» 対象の本文:
####################

過去のリセッション(景気後退)時には米国の高等教育制度が失業した労働者を吸収することで、ある種のバッファー(緩衝装置)として機能した。しかし一部のエコノミストによると、新型コロナウイルスの流行が引き起こした今回のリセッションでは、その特性ゆえに大学はこれまでのような役割を果たしにくいという。
例えば、どのくらいの大学が授業を再開するか、どの程度の規模で再開するか、どれくらいの人数が大学で学ぶ道を選ぶのか、はっきりしない。解雇された多くの労働者はオンライン講座を受講するための高速インターネットが利用できないかもしれない。高い失業率がどれくらい続くのかや、学生はコロナ後の労働市場で必要な技術を習得できるのかも定かではない。
リセッション時に失業すると、労働者は賃金喪失やキャリアの遅れによってその後何年も、影響を受けることが研究によって分かっている。大学や大学院に入学すれば習得した新しい技術で稼ぐ力が向上し、失業によるダメージを緩和・克服できる。労働者の教育水準の向上は生産性や潜在成長率の拡大につながるため、経済にとってもプラスだ。
ブルッキングス研究所のシニアフェローでオバマ政権時代に財務省で勤務したアダム・ルーニー氏は「仕事がほとんどなく、景気が良くないときは大学に戻って学位を取得する絶好の機会だ」と話す。
学術誌「ジャーナル・オブ・エコノメトリックス」に2005年に掲載された論文によると、失職者がコミュニティーカレッジで1年学ぶと、長期的な収入が男性で平均約9%、女性で13%増加した。論文では一つの会社や業界で長期間働いたあと1990年代初頭に解雇され、その後再就職した労働者を分析した。

####################

» 抽出資料:
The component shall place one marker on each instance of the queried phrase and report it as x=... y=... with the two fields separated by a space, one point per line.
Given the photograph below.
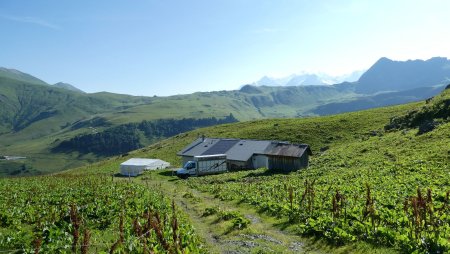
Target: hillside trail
x=260 y=236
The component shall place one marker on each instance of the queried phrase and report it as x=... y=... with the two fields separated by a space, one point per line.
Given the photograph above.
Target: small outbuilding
x=136 y=166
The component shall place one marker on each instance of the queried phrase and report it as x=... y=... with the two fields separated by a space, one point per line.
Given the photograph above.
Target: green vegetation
x=365 y=185
x=93 y=212
x=35 y=117
x=126 y=137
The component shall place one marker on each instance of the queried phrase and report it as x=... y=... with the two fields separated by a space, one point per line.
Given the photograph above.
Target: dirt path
x=260 y=236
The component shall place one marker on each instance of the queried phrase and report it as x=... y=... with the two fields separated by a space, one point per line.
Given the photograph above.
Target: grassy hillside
x=364 y=184
x=36 y=117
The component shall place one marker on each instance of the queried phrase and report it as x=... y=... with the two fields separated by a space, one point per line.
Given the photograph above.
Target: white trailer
x=204 y=165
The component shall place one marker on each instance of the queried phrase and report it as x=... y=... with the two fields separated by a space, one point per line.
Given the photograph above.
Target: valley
x=37 y=118
x=358 y=195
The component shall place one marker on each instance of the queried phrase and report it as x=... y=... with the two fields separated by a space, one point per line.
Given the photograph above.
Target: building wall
x=186 y=159
x=237 y=165
x=260 y=161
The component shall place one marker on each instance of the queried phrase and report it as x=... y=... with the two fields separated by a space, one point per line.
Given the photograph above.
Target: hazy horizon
x=165 y=48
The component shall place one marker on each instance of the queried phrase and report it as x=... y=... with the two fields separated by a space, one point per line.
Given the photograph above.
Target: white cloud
x=266 y=31
x=31 y=20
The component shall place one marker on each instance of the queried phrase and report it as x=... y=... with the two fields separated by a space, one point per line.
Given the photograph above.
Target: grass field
x=366 y=189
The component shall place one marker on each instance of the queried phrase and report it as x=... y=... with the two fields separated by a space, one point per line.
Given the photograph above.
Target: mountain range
x=308 y=79
x=36 y=117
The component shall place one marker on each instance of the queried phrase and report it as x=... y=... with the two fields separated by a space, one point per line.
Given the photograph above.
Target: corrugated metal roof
x=198 y=147
x=287 y=150
x=220 y=147
x=244 y=149
x=141 y=162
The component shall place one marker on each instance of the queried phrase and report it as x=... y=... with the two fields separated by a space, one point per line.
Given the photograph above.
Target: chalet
x=251 y=154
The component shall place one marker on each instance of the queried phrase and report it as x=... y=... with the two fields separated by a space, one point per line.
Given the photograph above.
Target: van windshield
x=189 y=165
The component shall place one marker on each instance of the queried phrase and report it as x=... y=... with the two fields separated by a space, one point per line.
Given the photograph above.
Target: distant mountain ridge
x=36 y=116
x=389 y=75
x=20 y=76
x=308 y=79
x=68 y=87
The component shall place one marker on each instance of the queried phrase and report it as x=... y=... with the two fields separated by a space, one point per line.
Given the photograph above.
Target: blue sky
x=176 y=47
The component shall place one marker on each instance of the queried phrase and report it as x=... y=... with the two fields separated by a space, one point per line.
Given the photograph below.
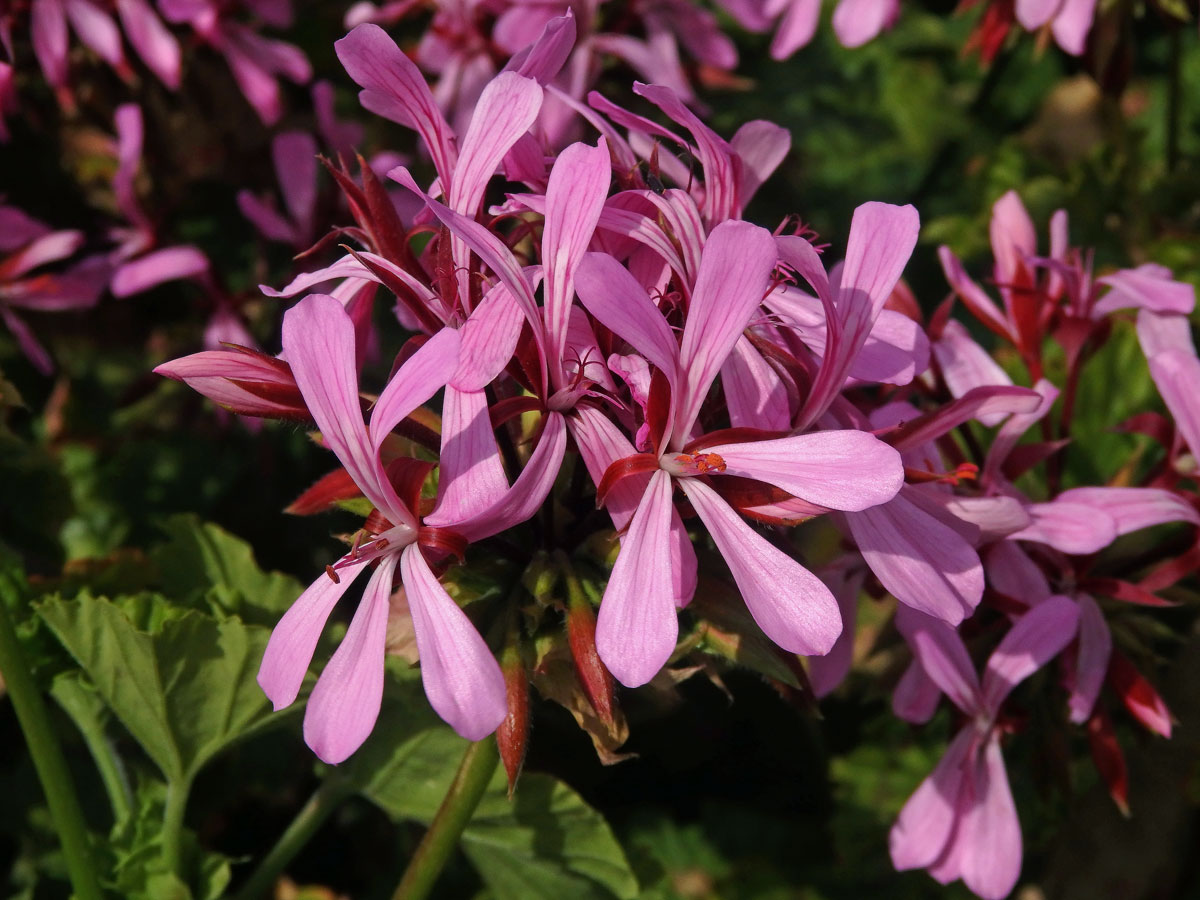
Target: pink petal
x=856 y=22
x=1069 y=527
x=943 y=657
x=921 y=561
x=155 y=45
x=839 y=469
x=791 y=605
x=579 y=185
x=294 y=639
x=461 y=677
x=319 y=343
x=1091 y=659
x=618 y=303
x=156 y=268
x=471 y=473
x=636 y=627
x=1035 y=640
x=421 y=376
x=395 y=89
x=927 y=822
x=345 y=705
x=990 y=829
x=733 y=279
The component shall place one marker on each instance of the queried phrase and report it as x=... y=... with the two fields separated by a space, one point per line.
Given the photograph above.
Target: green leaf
x=203 y=561
x=544 y=844
x=185 y=691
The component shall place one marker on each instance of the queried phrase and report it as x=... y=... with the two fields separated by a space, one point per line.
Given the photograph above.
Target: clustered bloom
x=607 y=317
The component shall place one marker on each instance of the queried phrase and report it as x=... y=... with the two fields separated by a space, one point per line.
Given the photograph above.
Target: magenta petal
x=735 y=274
x=943 y=657
x=345 y=705
x=636 y=627
x=838 y=469
x=1035 y=640
x=421 y=376
x=991 y=832
x=471 y=473
x=1091 y=659
x=791 y=605
x=395 y=89
x=922 y=562
x=462 y=678
x=927 y=822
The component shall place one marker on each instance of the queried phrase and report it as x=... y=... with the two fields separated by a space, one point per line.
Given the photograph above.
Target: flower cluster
x=609 y=333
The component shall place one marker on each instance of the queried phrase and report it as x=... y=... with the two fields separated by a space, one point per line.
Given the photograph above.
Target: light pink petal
x=395 y=89
x=636 y=627
x=761 y=147
x=839 y=469
x=489 y=340
x=471 y=473
x=796 y=29
x=856 y=22
x=462 y=678
x=827 y=672
x=921 y=561
x=504 y=112
x=1037 y=637
x=1135 y=508
x=754 y=391
x=1091 y=659
x=916 y=696
x=155 y=45
x=1013 y=237
x=48 y=30
x=971 y=293
x=579 y=185
x=966 y=365
x=1177 y=377
x=96 y=29
x=611 y=294
x=943 y=657
x=1035 y=13
x=294 y=639
x=990 y=831
x=528 y=492
x=319 y=343
x=927 y=822
x=156 y=268
x=1072 y=24
x=1071 y=527
x=1013 y=574
x=423 y=375
x=791 y=605
x=294 y=154
x=733 y=279
x=345 y=705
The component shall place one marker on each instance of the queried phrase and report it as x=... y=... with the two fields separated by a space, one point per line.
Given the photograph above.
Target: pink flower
x=961 y=822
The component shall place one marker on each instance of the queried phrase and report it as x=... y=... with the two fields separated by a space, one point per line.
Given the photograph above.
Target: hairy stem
x=48 y=760
x=467 y=789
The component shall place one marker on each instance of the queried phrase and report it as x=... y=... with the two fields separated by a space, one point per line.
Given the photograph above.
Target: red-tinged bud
x=595 y=678
x=513 y=736
x=1140 y=699
x=1109 y=760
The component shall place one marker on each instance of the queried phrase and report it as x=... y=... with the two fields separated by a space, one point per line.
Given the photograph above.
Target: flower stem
x=324 y=801
x=466 y=791
x=52 y=767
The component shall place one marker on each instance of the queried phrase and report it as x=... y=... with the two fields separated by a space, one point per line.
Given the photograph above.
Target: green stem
x=173 y=825
x=52 y=767
x=467 y=789
x=1174 y=97
x=324 y=801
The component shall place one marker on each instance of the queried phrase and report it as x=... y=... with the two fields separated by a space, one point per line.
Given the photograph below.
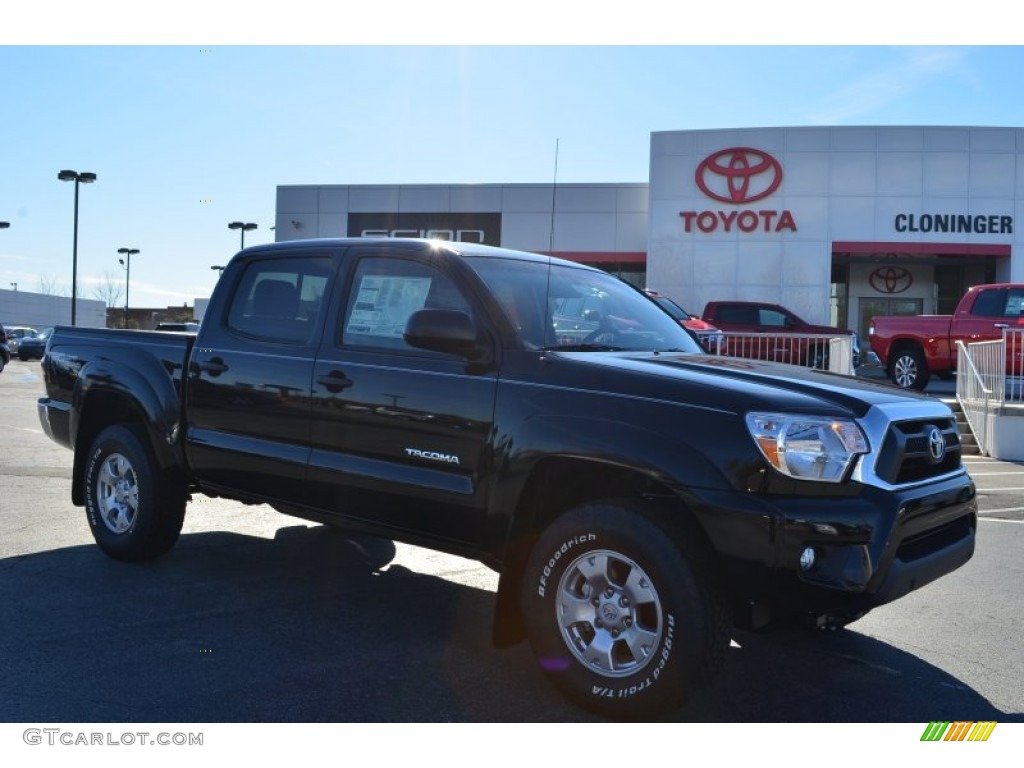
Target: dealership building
x=837 y=223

####################

» 課題: リセッションと大学についての本文で、「過去のリセッション(景気後退」から「め、経済にとってもプラスだ。」までの箇所を、一字も変えずに書き写してください。

» 解答:
過去のリセッション(景気後退)時には米国の高等教育制度が失業した労働者を吸収することで、ある種のバッファー(緩衝装置)として機能した。しかし一部のエコノミストによると、新型コロナウイルスの流行が引き起こした今回のリセッションでは、その特性ゆえに大学はこれまでのような役割を果たしにくいという。
例えば、どのくらいの大学が授業を再開するか、どの程度の規模で再開するか、どれくらいの人数が大学で学ぶ道を選ぶのか、はっきりしない。解雇された多くの労働者はオンライン講座を受講するための高速インターネットが利用できないかもしれない。高い失業率がどれくらい続くのかや、学生はコロナ後の労働市場で必要な技術を習得できるのかも定かではない。
リセッション時に失業すると、労働者は賃金喪失やキャリアの遅れによってその後何年も、影響を受けることが研究によって分かっている。大学や大学院に入学すれば習得した新しい技術で稼ぐ力が向上し、失業によるダメージを緩和・克服できる。労働者の教育水準の向上は生産性や潜在成長率の拡大につながるため、経済にとってもプラスだ。